COMPITO DA SVOLGERE: Nell'estratto fornito, quale motivo viene indicato per primo per spiegare perché l'intervento dei fratelli Dardenne è stato buono?

··· ESTRATTO FORNITO

Nel film non c’è musica tranne alla fine. Poi un tratto spesso distintivo e’ l’uso del piano-sequenza. Qual e’ il legame tra il suo stile e la realta’, anche in rapporto al cinema dei fratelli Dardenne che fanno parte della coproduzione?

Questa tecnica l’avevo ga’ utilizzata precedentemente e non avevo i fratelli Dardenne come coproduttori. Non ci sono quindi legami. In 4 mesi, 3 settimane, 2 giorni avevo deciso di non utilizzare la musica e di abusare del montaggio. Perche’? Altrimenti avrei fatto un altro tipo di cinema. Il regista deve restare abbastanza invisibile. Col montaggio si tratta di fare delle scelte. La scelta del piano-sequenza è ad esempio una scelta. Un po’ come a teatro. Siete voi, davanti a quello che accade, che decidete cosa e’ importante e cosa lo e’ meno. L’intervento dei fratelli Dardenne e’ stato buono per altre ragioni, innanzitutto perche’ hanno apprezzato lo script dopo averlo letto.

······
··· DATI MOSTRATI

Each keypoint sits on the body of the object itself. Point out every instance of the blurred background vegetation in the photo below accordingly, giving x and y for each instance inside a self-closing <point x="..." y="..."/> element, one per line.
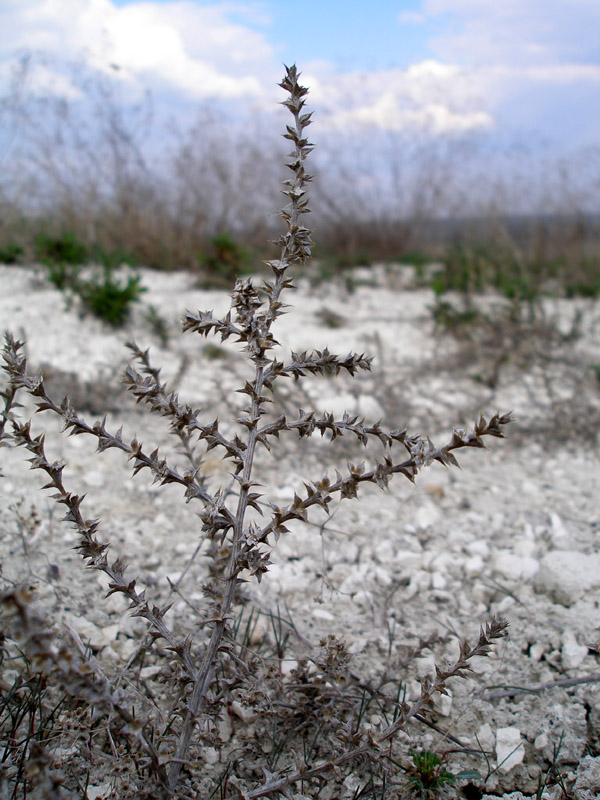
<point x="96" y="182"/>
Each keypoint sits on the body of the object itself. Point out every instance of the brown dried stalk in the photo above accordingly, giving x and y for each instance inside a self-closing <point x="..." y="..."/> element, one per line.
<point x="250" y="321"/>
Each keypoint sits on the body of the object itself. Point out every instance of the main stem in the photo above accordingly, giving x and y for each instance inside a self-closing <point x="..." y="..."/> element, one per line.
<point x="290" y="252"/>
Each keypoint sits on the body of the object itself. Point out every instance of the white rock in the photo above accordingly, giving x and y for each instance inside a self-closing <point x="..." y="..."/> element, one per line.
<point x="587" y="785"/>
<point x="478" y="548"/>
<point x="419" y="582"/>
<point x="88" y="632"/>
<point x="427" y="515"/>
<point x="566" y="575"/>
<point x="486" y="736"/>
<point x="94" y="478"/>
<point x="384" y="551"/>
<point x="474" y="565"/>
<point x="438" y="581"/>
<point x="516" y="567"/>
<point x="559" y="533"/>
<point x="425" y="666"/>
<point x="210" y="755"/>
<point x="348" y="552"/>
<point x="509" y="748"/>
<point x="572" y="654"/>
<point x="408" y="559"/>
<point x="541" y="741"/>
<point x="322" y="613"/>
<point x="536" y="651"/>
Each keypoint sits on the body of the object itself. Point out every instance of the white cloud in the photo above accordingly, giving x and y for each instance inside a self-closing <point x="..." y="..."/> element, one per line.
<point x="431" y="96"/>
<point x="189" y="48"/>
<point x="516" y="32"/>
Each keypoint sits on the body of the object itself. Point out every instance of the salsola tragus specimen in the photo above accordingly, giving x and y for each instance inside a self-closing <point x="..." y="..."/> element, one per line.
<point x="170" y="748"/>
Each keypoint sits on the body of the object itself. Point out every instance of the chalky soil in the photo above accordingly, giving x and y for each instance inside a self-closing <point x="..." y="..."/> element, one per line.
<point x="515" y="533"/>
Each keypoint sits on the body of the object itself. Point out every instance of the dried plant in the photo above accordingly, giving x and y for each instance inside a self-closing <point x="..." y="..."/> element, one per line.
<point x="321" y="705"/>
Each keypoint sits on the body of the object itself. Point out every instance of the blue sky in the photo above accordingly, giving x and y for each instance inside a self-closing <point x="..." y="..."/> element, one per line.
<point x="497" y="68"/>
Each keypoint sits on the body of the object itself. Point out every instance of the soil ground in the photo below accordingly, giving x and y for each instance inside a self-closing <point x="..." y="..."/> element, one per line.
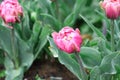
<point x="47" y="70"/>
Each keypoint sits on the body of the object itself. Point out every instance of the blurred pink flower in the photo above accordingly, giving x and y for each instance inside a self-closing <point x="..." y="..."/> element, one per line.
<point x="112" y="8"/>
<point x="68" y="39"/>
<point x="10" y="10"/>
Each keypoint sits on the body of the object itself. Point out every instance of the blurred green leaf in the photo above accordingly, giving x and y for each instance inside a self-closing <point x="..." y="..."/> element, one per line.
<point x="107" y="66"/>
<point x="95" y="73"/>
<point x="90" y="56"/>
<point x="93" y="27"/>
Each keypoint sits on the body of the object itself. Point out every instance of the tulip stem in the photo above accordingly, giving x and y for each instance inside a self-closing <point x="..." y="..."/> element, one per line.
<point x="112" y="36"/>
<point x="15" y="60"/>
<point x="82" y="70"/>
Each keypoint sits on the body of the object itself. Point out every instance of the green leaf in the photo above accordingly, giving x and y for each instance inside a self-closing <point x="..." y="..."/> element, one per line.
<point x="95" y="73"/>
<point x="103" y="48"/>
<point x="93" y="27"/>
<point x="116" y="62"/>
<point x="70" y="19"/>
<point x="90" y="56"/>
<point x="14" y="74"/>
<point x="107" y="66"/>
<point x="35" y="33"/>
<point x="46" y="30"/>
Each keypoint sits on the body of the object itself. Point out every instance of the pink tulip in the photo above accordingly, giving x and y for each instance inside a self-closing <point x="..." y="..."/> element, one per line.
<point x="68" y="39"/>
<point x="112" y="8"/>
<point x="10" y="10"/>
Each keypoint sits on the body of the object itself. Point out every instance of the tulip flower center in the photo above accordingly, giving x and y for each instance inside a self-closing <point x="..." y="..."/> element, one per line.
<point x="68" y="38"/>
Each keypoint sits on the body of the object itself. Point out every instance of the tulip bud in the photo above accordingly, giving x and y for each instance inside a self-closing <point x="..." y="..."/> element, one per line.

······

RISPOSTA CORRETTA: Hanno apprezzato lo script dopo averlo letto.